EXTRACTED TEXT:
----

I am the new meme queen around these parts, me thinks.

Here are the instructions:

Link to the person that tagged you, and post the rules on your blog.

Share 7 random and/or weird facts about yourself.

Tag 7 random people at the end of your post, and include links to their blogs.

Let each person know that they’ve been tagged by leaving a comment on their blog.

 

So here we go; 7 random and/or weird facts about me.

 

1. My name was supposed to be Shirley, or something equally 70’s -  esque but my father renamed me after the 1972 September issue’s Playboy centrefold. I must say, I don’t think I lived up to his standards at all. If I was supposed to turn out like my namesake, I think he was sorely disappointed.

2. I can chomp out the tune of Baa Baa Black Sheep by gnashing my teeth together and shaping my mouth in different ways. (Well? It did say weird, I’m giving you weird).

3. I’m in the genetic group of people who’s second toe is longer than my first. This supposedly means I listen to my heart before I listen to my head.

4. I have phone phobia. I have real trouble phoning anyone and sometimes I struggle with picking the phone up when it is ringing. This started just after William died and is a weird little quirk that I am having trouble shaking.

5. When I was little I had a recurring dream that a funnel web spider was chasing me and no matter what I threw on top of it, it would always just throw it off, re - inflate and continue the pursuit.

6. The first birth I attended was that of my dog’s. Mosby birthed four puppies, the second of which was breech. I helped to ease the pup’s head out (and he survived)!

7.  At 35 years of age I can still do the front/back splits to the floor. I can also hold my heel in my hand and extend my leg fully to behind my ear. Although it is getting harder.

Now I have to tag 7 people, which is almost harder than having to think of 7 random facts. (My husband would beg to differ)!

Careful What You Wish For’s Mountainmama

Veronica from Sleepless Nights. Right back at ya, baby!

Mama Lee from Full Plate.

In The Life Of A Child’s Childlife

Joh Blogs from Because I Can.

The very funny X - Box 4 Nappy Rash man.

Mad Goat Lady, whose last couple of posts have been very thought provoking.

A little fame can go straight to one’s head!

Filed under: Daily life

Woohoo peoples! I have been profiled here; On Blogging Australia

A little bit of fame for this humbled blogger. Thank you Andrew!

November 9, 2007

2 years ago…

Filed under: Daily life

I was coming up to 28 weeks of pregnancy. I was scared and I was tired.

My doctor was optomistic that I would make it to at least 34 weeks, if not 36.

My iron levels were very low and I had pain. I was anxious, physically and emotionally drained.

My appointment with the good doctor was awful. I didn’t want him to see me so edgy, out of control, upset.

I considered him a friend as well as my doctor. (More about this interesting topic later).

I couldn’t look him in the eye. I had lost faith in my antenatal care.

David had to do all the talking for me.

I guess it is a hard thing to understand. Not many of you out there, who might be reading this, know how Ivy and Noah came to be with us but if all goes to plan, over the next few weeks, you will.

If I have the strength to tell you. If I have the strength to relive it.

----

LISTED RECORDS:
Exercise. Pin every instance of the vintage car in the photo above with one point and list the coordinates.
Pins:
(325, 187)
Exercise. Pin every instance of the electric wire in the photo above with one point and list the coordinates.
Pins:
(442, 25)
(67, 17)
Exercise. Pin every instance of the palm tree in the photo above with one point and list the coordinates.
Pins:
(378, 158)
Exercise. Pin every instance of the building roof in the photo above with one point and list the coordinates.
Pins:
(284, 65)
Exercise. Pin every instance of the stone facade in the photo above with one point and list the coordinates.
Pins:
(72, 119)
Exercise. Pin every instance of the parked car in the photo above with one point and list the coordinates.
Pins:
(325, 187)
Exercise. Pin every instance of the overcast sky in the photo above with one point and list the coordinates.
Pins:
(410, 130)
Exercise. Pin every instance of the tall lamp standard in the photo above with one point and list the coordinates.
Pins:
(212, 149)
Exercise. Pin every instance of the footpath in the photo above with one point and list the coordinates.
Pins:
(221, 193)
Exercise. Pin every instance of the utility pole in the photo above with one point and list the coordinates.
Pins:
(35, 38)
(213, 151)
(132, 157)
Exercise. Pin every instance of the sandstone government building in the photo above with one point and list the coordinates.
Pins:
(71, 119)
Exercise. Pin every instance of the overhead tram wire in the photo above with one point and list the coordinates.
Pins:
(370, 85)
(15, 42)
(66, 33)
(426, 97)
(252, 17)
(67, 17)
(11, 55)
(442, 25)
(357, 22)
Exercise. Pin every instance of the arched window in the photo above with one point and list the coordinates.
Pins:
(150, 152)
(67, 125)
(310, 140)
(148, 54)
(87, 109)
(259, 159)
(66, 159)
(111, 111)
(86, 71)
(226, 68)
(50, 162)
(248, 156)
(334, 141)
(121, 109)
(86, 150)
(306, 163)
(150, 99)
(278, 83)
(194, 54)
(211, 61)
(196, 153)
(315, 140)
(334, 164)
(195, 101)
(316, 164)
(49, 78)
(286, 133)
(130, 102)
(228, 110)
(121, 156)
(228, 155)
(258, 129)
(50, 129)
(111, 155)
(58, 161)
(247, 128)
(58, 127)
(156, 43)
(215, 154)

----

REQUIREMENT:
Can you extend the blog excerpt past its final line? None of the rows are needed here.

SOLVED PROBLEM:
A decision was made between the two men that I would come in the following week for an iron infusion. That would bring me close to 29weeks. From there, it was established that I would stay for the rest of the pregnancy under observation.

With that in place, we knew we had alot of organising to do. With five children already at home and being the end of the year, we had to lay down some firm plans. Five weeks in hospital was a long time. For me, for the children and most importantly, for David.

November 8, 2007

Chocolate, air and “nilla shake - shake”.

My toddlers eat really well. Ivy especially.

Can you see my tongue pressed firmly on the inside of my cheek?

Today I made lunch, which Ivy and Noah pulled apart, smeared over themselves and then threw to the ground.

I gave them banana.

Noah told me, in no uncertain terms, that banana was only good for one thing; face masks (and not his own either, mine, in case you were wondering).

I gave them sultanas.

When I responded in the negative to Noah’s query of whether the fruit was chocolate he threw the offending brown pieces at me. Like a seal trainer offering up some fish, or throwing the dog a bone…maybe. That’ll teach me for answering honestly. I need to become a stealth Mummy.

I have come to the conclusion they are existing on chocolate, air and their beloved vanilla flavoured formula ("nilla shake - shake").

Linus the dog sits under the highchairs. He knows where his bread is buttered (pardon the pun).

There is nothing wrong with his appetite, nothing at all.

His girth is ever expanding, thanks to the six extra meals (plus snacks) he is getting.

Perhaps I should be more worried about what he is eating, rather than what the twins are not.

He was originally a mini foxie!

November 7, 2007

Wordless Wednesday - He’ just one of the kids

Find more Wordless Wednesday entries here

November 6, 2007

The everyday things.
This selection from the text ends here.